Exercise directions -
From the lines below, pull out and copy each one that contains the word "shrub".

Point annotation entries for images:
* * * * * * *

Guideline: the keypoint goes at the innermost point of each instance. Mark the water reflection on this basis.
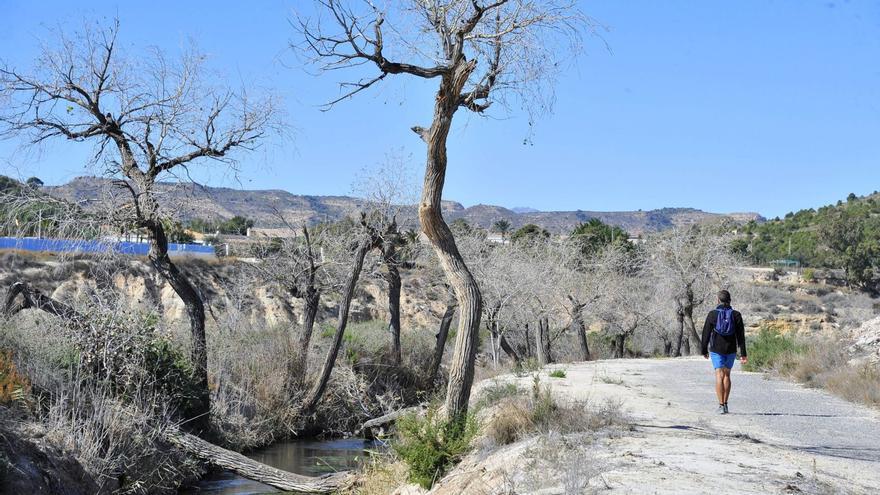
(308, 457)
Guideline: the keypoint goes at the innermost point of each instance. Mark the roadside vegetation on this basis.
(112, 360)
(843, 235)
(816, 362)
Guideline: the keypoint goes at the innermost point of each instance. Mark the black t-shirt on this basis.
(724, 344)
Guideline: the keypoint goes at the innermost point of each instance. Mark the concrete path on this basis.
(780, 438)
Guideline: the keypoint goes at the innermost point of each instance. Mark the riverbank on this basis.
(779, 437)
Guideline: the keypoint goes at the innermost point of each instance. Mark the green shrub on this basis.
(526, 366)
(430, 445)
(543, 404)
(772, 350)
(809, 275)
(172, 372)
(496, 392)
(560, 373)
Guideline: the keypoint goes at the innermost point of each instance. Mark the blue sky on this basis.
(754, 105)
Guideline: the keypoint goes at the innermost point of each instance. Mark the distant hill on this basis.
(263, 206)
(831, 236)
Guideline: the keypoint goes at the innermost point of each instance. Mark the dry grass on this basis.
(514, 417)
(381, 476)
(817, 362)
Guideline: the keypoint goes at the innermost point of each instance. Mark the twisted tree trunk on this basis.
(389, 259)
(195, 310)
(461, 370)
(298, 365)
(226, 459)
(506, 347)
(580, 328)
(679, 346)
(542, 343)
(688, 309)
(363, 247)
(440, 346)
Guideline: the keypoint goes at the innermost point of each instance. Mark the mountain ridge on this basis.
(264, 207)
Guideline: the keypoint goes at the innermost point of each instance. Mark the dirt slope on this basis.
(779, 437)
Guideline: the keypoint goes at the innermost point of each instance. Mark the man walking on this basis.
(722, 332)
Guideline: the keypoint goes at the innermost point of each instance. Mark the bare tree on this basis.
(365, 240)
(627, 302)
(480, 52)
(691, 264)
(147, 117)
(388, 192)
(297, 266)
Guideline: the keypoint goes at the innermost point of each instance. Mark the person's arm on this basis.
(741, 337)
(708, 328)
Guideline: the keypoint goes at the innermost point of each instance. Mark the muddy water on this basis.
(308, 457)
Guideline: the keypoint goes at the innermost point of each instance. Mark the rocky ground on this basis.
(779, 438)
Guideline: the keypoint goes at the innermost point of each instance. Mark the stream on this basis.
(307, 457)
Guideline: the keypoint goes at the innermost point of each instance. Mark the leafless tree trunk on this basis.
(509, 40)
(576, 313)
(505, 345)
(542, 342)
(679, 336)
(527, 340)
(389, 259)
(145, 120)
(580, 329)
(688, 309)
(311, 304)
(366, 244)
(195, 309)
(440, 346)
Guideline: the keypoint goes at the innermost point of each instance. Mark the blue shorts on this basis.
(722, 360)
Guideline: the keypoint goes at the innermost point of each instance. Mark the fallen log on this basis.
(369, 427)
(257, 471)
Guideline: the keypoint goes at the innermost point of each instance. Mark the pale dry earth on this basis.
(779, 438)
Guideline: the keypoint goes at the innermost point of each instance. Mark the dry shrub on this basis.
(102, 398)
(558, 459)
(254, 401)
(119, 443)
(819, 363)
(14, 387)
(856, 383)
(512, 420)
(516, 417)
(380, 476)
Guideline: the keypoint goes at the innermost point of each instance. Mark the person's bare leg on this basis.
(726, 384)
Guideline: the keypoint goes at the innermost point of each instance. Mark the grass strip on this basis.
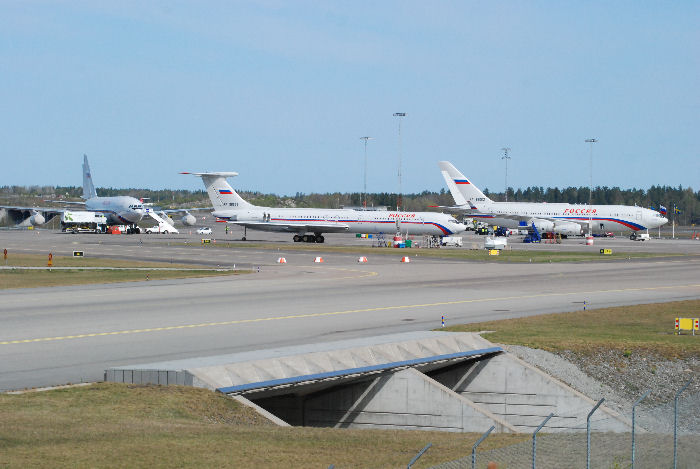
(628, 329)
(53, 278)
(155, 426)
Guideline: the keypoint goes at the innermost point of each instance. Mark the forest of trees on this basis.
(687, 201)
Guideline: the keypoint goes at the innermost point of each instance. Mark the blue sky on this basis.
(281, 92)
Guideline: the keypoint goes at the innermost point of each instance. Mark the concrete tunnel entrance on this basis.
(443, 381)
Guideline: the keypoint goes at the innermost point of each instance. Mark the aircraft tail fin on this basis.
(220, 191)
(88, 187)
(463, 191)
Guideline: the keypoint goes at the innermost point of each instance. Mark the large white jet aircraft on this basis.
(118, 210)
(309, 224)
(566, 219)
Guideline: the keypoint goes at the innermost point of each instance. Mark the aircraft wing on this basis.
(181, 210)
(292, 227)
(67, 202)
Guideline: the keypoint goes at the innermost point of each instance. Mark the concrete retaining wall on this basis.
(406, 399)
(523, 395)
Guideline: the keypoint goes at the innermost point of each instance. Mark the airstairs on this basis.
(163, 224)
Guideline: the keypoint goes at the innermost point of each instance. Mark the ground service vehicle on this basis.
(83, 222)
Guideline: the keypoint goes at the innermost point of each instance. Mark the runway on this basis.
(58, 335)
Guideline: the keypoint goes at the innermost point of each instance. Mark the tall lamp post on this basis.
(590, 189)
(506, 157)
(399, 203)
(364, 188)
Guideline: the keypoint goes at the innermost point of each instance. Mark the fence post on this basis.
(420, 453)
(478, 442)
(534, 441)
(634, 407)
(675, 422)
(588, 433)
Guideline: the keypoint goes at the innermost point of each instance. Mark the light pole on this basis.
(590, 189)
(506, 157)
(399, 202)
(364, 189)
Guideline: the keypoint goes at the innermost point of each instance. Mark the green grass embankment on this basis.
(116, 425)
(636, 328)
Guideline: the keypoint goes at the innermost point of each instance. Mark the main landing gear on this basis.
(315, 238)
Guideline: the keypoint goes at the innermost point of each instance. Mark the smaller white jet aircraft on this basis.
(118, 210)
(309, 224)
(566, 219)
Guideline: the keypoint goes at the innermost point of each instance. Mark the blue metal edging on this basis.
(352, 371)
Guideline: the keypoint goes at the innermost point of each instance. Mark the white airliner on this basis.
(309, 224)
(118, 210)
(566, 219)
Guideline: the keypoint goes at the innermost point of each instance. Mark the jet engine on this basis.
(568, 228)
(37, 219)
(188, 219)
(543, 226)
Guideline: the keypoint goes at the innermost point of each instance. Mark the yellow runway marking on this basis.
(331, 313)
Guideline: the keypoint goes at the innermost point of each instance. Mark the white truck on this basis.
(640, 236)
(495, 243)
(83, 222)
(451, 241)
(162, 228)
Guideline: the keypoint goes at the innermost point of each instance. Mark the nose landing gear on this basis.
(314, 238)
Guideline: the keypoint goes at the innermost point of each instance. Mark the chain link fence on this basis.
(551, 448)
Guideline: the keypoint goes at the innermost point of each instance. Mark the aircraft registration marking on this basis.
(327, 314)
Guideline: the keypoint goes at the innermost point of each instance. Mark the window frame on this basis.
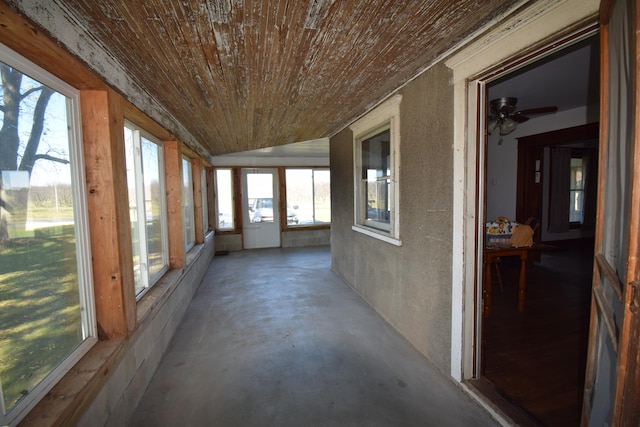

* * * * * * *

Final answer -
Guideline: the keypoint goes at the innermost point of each instance. Mark the green shrub on this basis.
Guideline: the keypoint goes at the innermost point of each instance. Mark the dry shrub on this basis.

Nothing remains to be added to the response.